**** AUSGEWÄHLTER TEXTAUSZUG ****

Eindeutig uneindeutig: „Knöpfe“ im Hamakom
Mit „Knöpfe" hat Ilse Aichinger ein Hörspiel geschaffen, das zwar in einer konkreten Welt verankert zu sein scheint, gleichzeitig jedoch auf geheimnisvolle Weise von dieser abweicht. Genau diese Spannung fand Regisseurin Bérénice Hebenstreit an dem Text besonders spanend. Wir haben sie und Ingrid Lang im Theater Nestroyhof Hamakom getroffen.

****

• _LERNZIELE_
1. Wer hat laut dem Textauszug das Hörspiel „Knöpfe“ geschaffen?
2. Geben Sie die Zeilen der Auflistung vom Anfang bis einschließlich der Zeile mit „[(41, 317)]“ erneut wieder und ersetzen Sie dabei „floor“ durch „ground“, ohne sonst etwas zu ändern. Lassen Sie die Bilder in der Antwort weg.

**** AUFLISTUNG ZUR ÜBUNG ****

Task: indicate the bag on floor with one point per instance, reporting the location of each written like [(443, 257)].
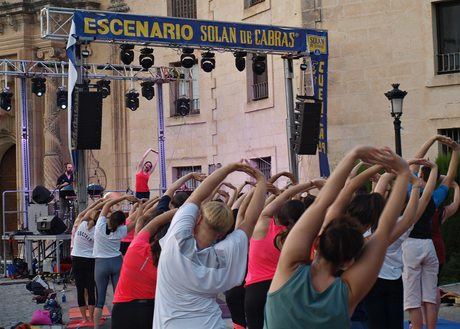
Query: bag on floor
[(41, 317)]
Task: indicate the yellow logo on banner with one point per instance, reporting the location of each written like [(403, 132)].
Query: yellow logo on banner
[(317, 44)]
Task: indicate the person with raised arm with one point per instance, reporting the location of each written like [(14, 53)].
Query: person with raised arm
[(134, 299), (143, 171), (421, 264), (173, 198), (384, 303), (193, 268), (324, 293), (108, 233), (83, 260), (263, 255)]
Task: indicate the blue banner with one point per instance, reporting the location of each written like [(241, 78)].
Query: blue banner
[(317, 43), (171, 31)]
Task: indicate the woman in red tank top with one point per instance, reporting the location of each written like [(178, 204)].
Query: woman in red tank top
[(263, 255), (144, 170)]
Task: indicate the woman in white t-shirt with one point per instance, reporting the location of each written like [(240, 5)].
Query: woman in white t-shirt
[(108, 260), (83, 260)]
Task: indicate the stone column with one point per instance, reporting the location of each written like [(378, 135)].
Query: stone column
[(53, 157)]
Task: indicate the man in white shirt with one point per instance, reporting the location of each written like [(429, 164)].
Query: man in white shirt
[(193, 269)]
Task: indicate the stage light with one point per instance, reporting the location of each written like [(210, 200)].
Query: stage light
[(132, 100), (240, 60), (148, 90), (103, 86), (61, 98), (146, 58), (39, 86), (208, 63), (127, 53), (187, 58), (183, 106), (5, 99), (259, 64)]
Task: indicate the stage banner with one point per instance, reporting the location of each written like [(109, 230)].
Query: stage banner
[(318, 46), (180, 32)]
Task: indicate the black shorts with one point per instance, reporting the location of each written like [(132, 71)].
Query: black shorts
[(137, 314)]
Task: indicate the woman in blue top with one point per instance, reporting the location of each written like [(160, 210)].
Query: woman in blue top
[(304, 295)]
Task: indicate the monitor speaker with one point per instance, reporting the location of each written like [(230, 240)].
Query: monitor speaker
[(87, 120), (305, 127), (52, 225)]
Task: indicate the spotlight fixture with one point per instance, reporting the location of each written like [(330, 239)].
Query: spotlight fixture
[(240, 60), (5, 99), (146, 58), (183, 106), (259, 64), (132, 100), (148, 90), (103, 86), (127, 53), (187, 58), (61, 98), (208, 62), (38, 86)]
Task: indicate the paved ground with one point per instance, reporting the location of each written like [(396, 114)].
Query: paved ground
[(16, 303)]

****

• _LÖSUNGEN_
1. Ilse Aichinger.

2.
Task: indicate the bag on ground with one point per instance, reporting the location of each written like [(443, 257)].
Query: bag on ground
[(41, 317)]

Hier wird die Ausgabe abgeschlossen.